__WHAT THE TASK ASKS__. Reproduce all entries precisely as they are written.

__Items from a data source__.

═══

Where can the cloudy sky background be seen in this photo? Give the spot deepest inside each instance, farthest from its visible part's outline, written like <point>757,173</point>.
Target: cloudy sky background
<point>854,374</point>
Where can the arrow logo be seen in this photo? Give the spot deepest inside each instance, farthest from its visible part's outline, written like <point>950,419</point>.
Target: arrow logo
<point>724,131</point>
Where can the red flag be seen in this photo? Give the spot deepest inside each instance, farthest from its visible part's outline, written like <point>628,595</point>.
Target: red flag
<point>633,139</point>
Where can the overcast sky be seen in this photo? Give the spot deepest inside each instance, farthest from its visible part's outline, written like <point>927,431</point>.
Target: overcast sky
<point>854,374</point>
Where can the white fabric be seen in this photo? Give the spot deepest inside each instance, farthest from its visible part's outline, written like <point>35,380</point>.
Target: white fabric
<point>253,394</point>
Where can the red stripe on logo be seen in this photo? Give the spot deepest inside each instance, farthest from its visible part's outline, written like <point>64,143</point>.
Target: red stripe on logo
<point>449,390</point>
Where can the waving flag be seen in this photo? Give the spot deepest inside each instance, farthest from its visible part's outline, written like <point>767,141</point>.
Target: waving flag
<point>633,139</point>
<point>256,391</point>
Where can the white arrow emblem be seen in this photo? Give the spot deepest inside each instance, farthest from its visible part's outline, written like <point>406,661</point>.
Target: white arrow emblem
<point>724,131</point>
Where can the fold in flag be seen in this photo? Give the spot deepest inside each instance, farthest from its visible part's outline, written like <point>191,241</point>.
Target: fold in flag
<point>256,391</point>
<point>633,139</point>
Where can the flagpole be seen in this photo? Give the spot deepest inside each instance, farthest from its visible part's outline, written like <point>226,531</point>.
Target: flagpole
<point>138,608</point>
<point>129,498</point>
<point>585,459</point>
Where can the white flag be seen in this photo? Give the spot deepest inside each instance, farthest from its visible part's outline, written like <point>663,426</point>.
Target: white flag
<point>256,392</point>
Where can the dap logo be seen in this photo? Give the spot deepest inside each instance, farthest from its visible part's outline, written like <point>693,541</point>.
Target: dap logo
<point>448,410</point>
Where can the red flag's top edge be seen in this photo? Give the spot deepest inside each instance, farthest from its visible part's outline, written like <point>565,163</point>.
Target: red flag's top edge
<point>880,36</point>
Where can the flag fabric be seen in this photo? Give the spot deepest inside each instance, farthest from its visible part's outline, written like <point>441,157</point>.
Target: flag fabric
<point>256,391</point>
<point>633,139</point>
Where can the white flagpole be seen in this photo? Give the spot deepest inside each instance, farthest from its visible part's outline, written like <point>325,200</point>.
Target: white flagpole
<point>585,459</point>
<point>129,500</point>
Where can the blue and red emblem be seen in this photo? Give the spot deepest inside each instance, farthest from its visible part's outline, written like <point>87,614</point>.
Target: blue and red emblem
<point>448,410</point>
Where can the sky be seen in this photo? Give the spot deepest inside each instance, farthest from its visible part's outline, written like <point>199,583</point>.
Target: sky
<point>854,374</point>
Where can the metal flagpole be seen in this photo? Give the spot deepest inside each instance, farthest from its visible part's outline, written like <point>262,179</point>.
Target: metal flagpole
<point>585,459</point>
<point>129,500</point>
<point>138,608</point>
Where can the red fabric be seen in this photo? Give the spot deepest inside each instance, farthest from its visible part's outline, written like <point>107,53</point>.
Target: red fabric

═══

__YOUR RESPONSE__.
Where can the cloudy sky background be seen in this photo? Give the spot deepest inside each instance, farthest from its visible part's outline, written like <point>757,173</point>.
Target: cloudy sky background
<point>854,374</point>
Where can the arrow logo be seen in this photo? Give the spot deepest inside each instance, farthest from its visible part's outline, written like <point>950,419</point>.
Target: arrow logo
<point>724,131</point>
Where can the red flag be seen in this photo? Give the spot deepest inside each instance, farthest from its visible part's outline, written like <point>628,595</point>.
Target: red flag
<point>633,139</point>
Where can the overcast sky be seen in this photo? Give the spot deepest inside each instance, farthest from its visible part's outline, written like <point>927,431</point>.
Target: overcast sky
<point>854,374</point>
Where can the white fabric be seen in this photo? Give the spot deepest inside each instance, farthest from its visible part's outline, written like <point>35,380</point>.
Target: white fabric
<point>253,394</point>
Where can the red stripe on logo be seen in this photo? Give the spot deepest inside each instance, farthest from its visible part's outline, written like <point>64,143</point>.
Target: red stripe on logo
<point>449,390</point>
Where can the waving flag be seen in this photo? Give the spot deepest inside each instance, farthest from its visible part's outline, written like <point>767,141</point>.
Target: waving flag
<point>633,139</point>
<point>256,391</point>
Where can the white arrow emblem be seen in this photo? Give the spot deepest inside each instance, farthest from its visible part's outline, written like <point>406,661</point>.
Target: white arrow emblem
<point>724,131</point>
Where can the fold in flag be seen in this photo? Give the spot deepest inside each instance, farthest from its visible part's outline, written like <point>191,241</point>.
Target: fold in flag
<point>256,391</point>
<point>633,139</point>
Where can the flagpole be seen in this photo? Give the spot deepest inside each instance, farthest from its visible part's outline, written like <point>226,531</point>.
Target: flagpole
<point>138,608</point>
<point>129,498</point>
<point>585,459</point>
Where can the white flag be seen in this photo? Give the spot deepest inside each instance, farthest from its visible part's outline, written like <point>663,426</point>.
Target: white flag
<point>256,392</point>
Where can the dap logo be seen in this photo? Give the spot deepest inside each instance, farthest from its visible part's outline, written like <point>693,541</point>.
Target: dap logo
<point>448,410</point>
Where can the red flag's top edge be seen in this photo? Give the spot deepest inside each instance, farthest from its visible part's outline, written like <point>565,163</point>.
Target: red flag's top edge
<point>880,36</point>
Where can the flag fabric be seen in this photo? Give the spot deepest inside each instance, farthest from its visible part's outline, written like <point>441,157</point>.
Target: flag fabric
<point>256,391</point>
<point>633,139</point>
Where can the white flagpole be seen in this photo? Give the spot deepest inside each instance, farthest from its visible part's outline, written like <point>325,200</point>.
Target: white flagpole
<point>585,459</point>
<point>129,500</point>
Where can the blue and red emblem be seen in this photo? Give the spot deepest inside each instance, farthest from its visible part's outline, written like <point>87,614</point>.
Target: blue and red emblem
<point>448,410</point>
Where can the sky be seen in this photo? Give the spot deepest inside each instance, farthest from its visible part's outline, written like <point>199,583</point>.
Target: sky
<point>854,374</point>
Where can the metal flagpole be seen in this photo? Give the spot deepest inside each instance, farthest from its visible part's outline, written like <point>262,179</point>.
Target: metal flagpole
<point>585,459</point>
<point>129,500</point>
<point>138,608</point>
Where can the red fabric be seen in this photo? Give the spot deepest inside each instance, farthest from its visible part's outline, written like <point>107,53</point>.
Target: red fabric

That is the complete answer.